━━ SOURCE EXTRACT
The other was Anita Dalton, the only serious critic who seems to even know my books exist, so she must be crazy too. I asked them both about it and didn’t get the OH YEAH ME TOO OH MY GOD responses I was hoping for, although they did seem to immediately grasp more or less what Iwas thinking of; we did get some interesting work done that I’m not sure whether I should share with the public (if either of them want to give me permission, please contact me; when I talked to them, I didn’t really have a public discussion of the results in mind so did not ask permission). The response was fun and friendly but no angels appeared blowing trumpets like I’d hoped.

So I’m opening it up to surprise candidates. Who hears “Angel’s Dream” and it clicks? Clicks and explodes and blows the doors to heaven back open, wide open, calling us in with the sweetness of serotonin that you can swim in, pools of innocent pleasure that hurt no one and turn every desire to magic clay, waiting for us to roll in it and mold it to make things that are just beyond my mortal grown-up booger bag of an imagination? Who knows how to tke the songs of innocence and the songs of experience and mix them up to symphony of this is it, this is who we were meant to be? I was just about to stupidly give out my email but hey, there’s a whole comments section below.

Fill it with revelations.

Who else has entered the Angel’s Dream? Who has any fucking idea what I’m talking about? And please, please, please tell me you figured out how to get back there. PLEASE TELL ME HOW YOU GET BACK THERE.

Or at least tell me what scientists call it. Maybe it’s like depression: they can’t fix it, but they can give you some more comfortingly precise bullshit about it.
━━━━
━━ EXTRACTED RECORDS
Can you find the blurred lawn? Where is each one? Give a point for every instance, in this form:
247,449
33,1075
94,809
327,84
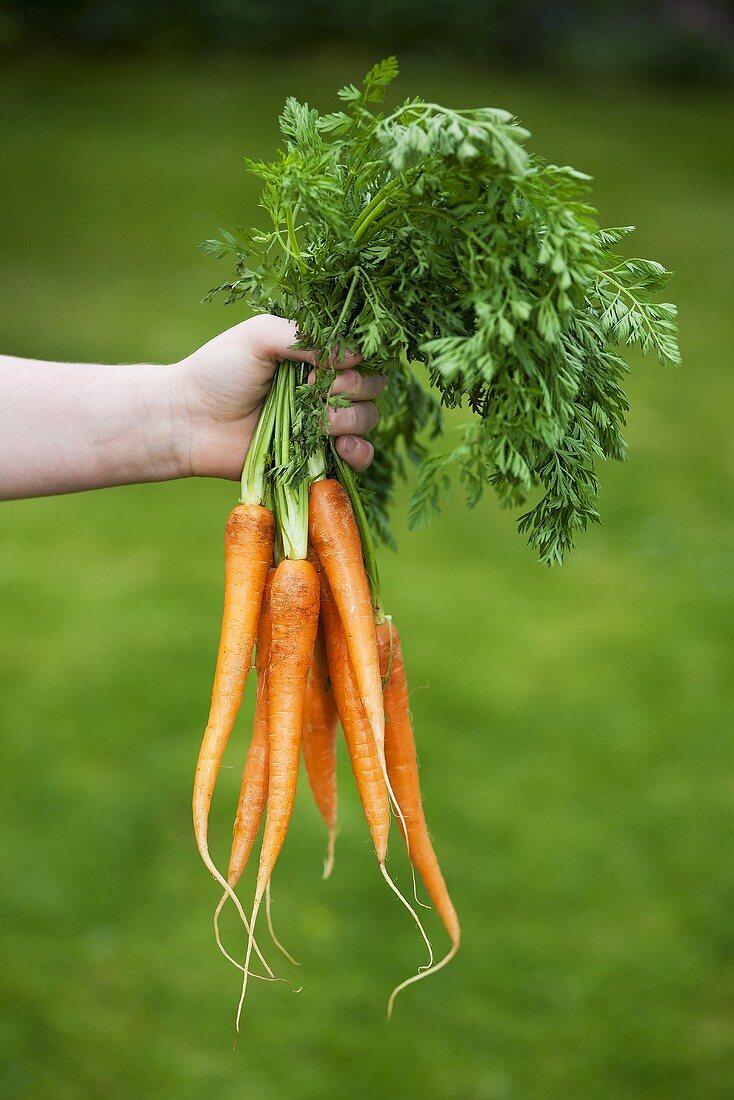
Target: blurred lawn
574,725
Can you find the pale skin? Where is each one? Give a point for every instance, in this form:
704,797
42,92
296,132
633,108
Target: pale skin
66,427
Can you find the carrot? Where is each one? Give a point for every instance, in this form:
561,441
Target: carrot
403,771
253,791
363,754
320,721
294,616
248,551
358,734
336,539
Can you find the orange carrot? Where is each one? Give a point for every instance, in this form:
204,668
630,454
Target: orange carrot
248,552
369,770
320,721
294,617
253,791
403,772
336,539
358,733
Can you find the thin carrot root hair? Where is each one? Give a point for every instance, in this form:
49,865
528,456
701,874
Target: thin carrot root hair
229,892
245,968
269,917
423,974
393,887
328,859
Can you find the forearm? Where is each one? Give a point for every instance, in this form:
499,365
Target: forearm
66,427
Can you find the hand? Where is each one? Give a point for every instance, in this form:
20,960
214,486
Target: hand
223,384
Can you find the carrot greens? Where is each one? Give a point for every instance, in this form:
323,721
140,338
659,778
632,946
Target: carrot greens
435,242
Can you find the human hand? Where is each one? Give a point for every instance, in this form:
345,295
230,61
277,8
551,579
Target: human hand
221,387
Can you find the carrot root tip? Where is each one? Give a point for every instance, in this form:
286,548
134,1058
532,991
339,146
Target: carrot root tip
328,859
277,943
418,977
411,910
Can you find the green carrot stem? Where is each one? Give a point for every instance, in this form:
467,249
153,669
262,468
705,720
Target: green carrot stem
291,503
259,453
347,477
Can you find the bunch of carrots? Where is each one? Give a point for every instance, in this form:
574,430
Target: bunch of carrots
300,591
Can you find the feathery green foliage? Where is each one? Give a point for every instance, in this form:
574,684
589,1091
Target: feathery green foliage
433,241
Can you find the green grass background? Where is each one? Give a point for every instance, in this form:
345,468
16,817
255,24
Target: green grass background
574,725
━━━━
━━ EXTRACTED RECORDS
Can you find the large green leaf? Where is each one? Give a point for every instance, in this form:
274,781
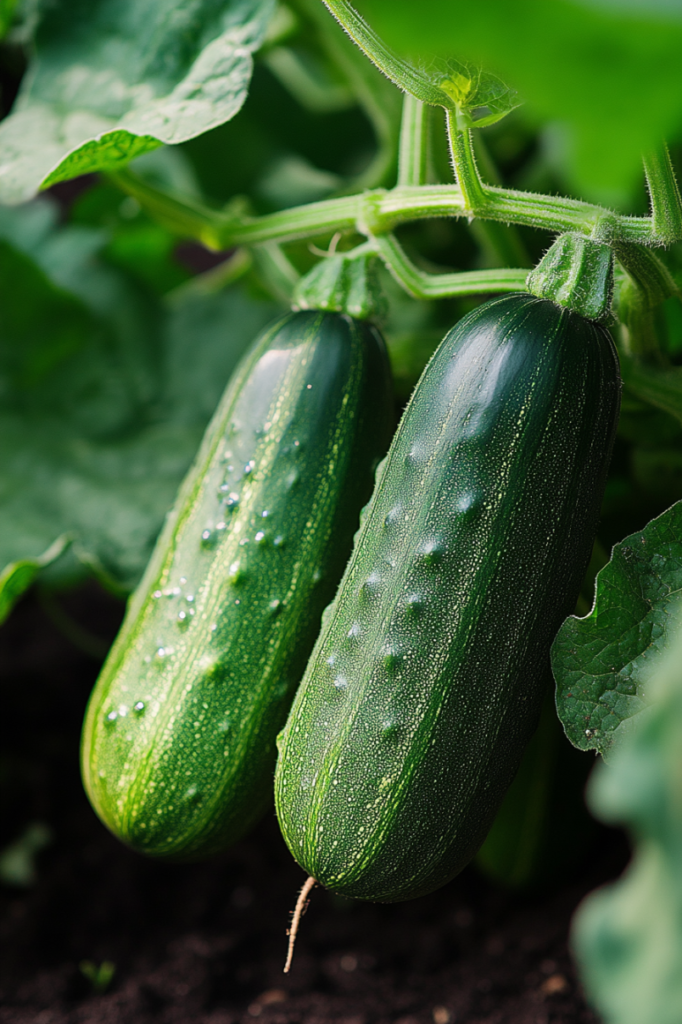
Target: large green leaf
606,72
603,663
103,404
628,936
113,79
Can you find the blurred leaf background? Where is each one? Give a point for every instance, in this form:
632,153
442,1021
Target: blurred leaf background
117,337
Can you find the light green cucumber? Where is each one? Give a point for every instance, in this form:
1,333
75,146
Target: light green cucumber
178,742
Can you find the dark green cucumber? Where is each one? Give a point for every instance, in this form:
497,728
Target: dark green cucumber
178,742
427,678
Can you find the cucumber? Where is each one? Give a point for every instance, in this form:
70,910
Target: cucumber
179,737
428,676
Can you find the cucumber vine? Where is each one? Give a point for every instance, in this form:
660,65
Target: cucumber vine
━━━━
━━ EXTRACTED RECORDS
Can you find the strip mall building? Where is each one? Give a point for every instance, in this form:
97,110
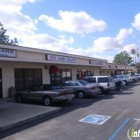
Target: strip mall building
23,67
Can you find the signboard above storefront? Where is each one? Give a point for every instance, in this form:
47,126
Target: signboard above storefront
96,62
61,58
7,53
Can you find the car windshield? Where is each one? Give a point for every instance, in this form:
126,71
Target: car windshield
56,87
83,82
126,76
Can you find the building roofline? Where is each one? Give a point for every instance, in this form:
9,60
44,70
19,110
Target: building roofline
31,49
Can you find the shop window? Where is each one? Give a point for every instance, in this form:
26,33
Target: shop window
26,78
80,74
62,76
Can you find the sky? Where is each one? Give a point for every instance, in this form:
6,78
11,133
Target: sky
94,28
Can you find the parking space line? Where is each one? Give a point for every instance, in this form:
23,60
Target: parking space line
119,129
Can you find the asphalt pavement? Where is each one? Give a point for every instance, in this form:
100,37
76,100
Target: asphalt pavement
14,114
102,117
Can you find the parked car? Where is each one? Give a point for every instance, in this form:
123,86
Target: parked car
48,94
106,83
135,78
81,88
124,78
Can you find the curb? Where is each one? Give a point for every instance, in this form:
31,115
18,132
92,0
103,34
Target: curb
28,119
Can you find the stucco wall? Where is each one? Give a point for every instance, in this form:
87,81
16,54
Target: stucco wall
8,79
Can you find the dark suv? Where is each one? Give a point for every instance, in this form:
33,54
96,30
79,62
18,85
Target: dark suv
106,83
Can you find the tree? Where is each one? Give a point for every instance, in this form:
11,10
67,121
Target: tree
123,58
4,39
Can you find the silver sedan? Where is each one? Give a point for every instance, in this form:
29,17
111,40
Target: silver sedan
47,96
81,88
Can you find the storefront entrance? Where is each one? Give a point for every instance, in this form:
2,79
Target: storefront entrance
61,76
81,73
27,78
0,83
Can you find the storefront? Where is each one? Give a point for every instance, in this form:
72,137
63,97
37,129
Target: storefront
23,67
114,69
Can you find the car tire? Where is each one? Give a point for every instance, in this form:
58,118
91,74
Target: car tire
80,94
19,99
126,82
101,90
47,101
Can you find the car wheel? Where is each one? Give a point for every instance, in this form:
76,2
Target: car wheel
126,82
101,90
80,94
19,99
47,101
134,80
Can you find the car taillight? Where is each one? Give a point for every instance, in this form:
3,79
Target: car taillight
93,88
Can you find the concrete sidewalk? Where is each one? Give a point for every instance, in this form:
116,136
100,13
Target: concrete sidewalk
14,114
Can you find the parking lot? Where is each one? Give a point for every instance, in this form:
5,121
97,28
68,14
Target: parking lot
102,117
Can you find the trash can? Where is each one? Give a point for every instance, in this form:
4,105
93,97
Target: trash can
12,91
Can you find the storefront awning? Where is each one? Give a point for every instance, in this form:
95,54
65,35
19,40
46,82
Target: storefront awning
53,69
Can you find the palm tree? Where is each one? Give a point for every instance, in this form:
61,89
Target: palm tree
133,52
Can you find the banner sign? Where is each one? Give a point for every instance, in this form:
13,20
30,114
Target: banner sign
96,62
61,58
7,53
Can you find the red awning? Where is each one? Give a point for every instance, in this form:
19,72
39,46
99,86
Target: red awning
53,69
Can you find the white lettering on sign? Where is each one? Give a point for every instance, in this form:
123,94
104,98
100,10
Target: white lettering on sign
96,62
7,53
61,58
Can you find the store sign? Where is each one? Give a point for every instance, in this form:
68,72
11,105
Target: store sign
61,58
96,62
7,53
━━━━
INSTRUCTION A – In the Angel’s Dream post, who is described as the only serious critic who seems to know the writer’s books exist?
INSTRUCTION B – Please translate this sentence from the Angel’s Dream post into Spanish: "The response was fun and friendly but no angels appeared blowing trumpets like I’d hoped."
INSTRUCTION C – Return the stretch of the Angel’s Dream post from "Who else has" through "YOU GET BACK THERE.", copied word for word.

WRITTEN REPLY A – Anita Dalton

WRITTEN REPLY B – La respuesta fue divertida y amistosa, pero no aparecieron ángeles tocando trompetas como yo esperaba.

WRITTEN REPLY C –
Who else has entered the Angel’s Dream? Who has any fucking idea what I’m talking about? And please, please, please tell me you figured out how to get back there. PLEASE TELL ME HOW YOU GET BACK THERE.